OMAGA, that was some nerve wrecking final. It was the first final we haven’t attended live for years, and we were even forced to be apart. One of the worst results of Covid if you ask us, which you probably shouldn’t.
Guri celebrated with a bunch of kids, and it was not so different from the press center. Someone were running around screaming the final starts in 10 minutes, someone knew all of the artists’ dances by heart, two young queens where summoning Mata Hari and someone was very surprised when Germany didn’t win. All hail the children’s teacher Siri, who made Eurovision a part of their education. Why didn’t this happen when we grew up?
25 glorious acts did their best at performing and Iceland played their Oscar winning video once again.
No major hick-ups or scandals to report on during the show, apart from perhaps UK’s and Germany’s performances, the less that’s said about it the better. And Moldova‘s Natalia dropped her mike. Her dancers quickly picked it up as a mic drop didn’t seem appropriate. But let’s award a few points for that quick response. Clearly, we put the wrong dancers on our hotlist.
Favorites Malta and Switzerland performed in the first half and both did well, they could have won despite the unlucky draw, if only people had bothered to vote for them. At least the Maltese can blame the EBU for not winning, instead of coming to terms with the fact that Je Me Casse wasn’t mustard cutting material.
The second half of the final was so chuck full of favorites and bangers we could’t even pop off to the kitchen to refill the crisp bowl until Sweden came on second last.
When Bulgaria came on, the kids immediately asked if we could fast forward over that one. That’s what running in your PJs does to you.
○ ○ ○ ○ ○
> **ACTIONS TO TAKE**
1. Using the Eurovision final post, explain why the writers could not leave for the kitchen to refill the crisp bowl during the second half.
2. Please output the part of the Eurovision final post starting at "The second half" and ending at "on second last.".

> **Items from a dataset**
○ ○ ○ ○ ○
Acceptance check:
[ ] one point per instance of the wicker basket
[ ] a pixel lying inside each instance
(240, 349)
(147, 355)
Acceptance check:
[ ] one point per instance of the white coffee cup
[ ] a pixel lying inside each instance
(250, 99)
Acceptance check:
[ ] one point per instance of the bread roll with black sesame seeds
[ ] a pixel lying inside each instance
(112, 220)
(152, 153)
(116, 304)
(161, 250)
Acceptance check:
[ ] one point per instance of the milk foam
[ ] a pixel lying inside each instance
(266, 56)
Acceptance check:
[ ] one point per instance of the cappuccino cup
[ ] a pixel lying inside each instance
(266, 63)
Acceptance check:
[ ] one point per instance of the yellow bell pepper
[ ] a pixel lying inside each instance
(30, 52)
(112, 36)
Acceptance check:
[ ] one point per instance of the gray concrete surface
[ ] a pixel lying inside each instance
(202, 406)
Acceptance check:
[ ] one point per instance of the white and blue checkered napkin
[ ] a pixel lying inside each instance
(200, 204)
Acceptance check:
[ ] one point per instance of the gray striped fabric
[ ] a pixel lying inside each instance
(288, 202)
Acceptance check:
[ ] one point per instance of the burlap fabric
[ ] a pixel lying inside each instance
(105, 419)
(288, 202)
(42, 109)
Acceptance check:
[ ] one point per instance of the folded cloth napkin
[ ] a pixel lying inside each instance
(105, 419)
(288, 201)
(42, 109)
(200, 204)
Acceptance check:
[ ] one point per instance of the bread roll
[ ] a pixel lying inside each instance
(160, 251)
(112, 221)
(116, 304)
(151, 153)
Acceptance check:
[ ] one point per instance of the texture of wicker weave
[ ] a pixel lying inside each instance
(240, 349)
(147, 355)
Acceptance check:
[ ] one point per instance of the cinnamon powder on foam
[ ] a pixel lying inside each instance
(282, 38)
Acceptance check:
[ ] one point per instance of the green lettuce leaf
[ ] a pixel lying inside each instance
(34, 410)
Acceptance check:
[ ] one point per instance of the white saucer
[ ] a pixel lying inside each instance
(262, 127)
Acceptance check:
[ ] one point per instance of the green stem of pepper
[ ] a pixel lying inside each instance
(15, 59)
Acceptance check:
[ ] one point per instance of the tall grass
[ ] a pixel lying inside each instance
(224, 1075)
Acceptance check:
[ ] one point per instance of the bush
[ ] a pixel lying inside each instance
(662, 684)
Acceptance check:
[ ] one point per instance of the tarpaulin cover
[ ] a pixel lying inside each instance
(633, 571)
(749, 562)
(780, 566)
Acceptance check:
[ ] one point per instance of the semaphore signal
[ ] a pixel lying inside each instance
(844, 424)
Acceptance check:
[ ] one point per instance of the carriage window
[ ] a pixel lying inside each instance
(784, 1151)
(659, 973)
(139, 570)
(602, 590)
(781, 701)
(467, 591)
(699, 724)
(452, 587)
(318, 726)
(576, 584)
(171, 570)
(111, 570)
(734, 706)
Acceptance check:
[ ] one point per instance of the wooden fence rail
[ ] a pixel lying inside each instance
○ ○ ○ ○ ○
> **RESPONSES IN ORDER**
1. The second half of the final was packed with favorites and bangers, so they stayed put until Sweden came on second last.

2.
The second half of the final was so chuck full of favorites and bangers we could’t even pop off to the kitchen to refill the crisp bowl until Sweden came on second last.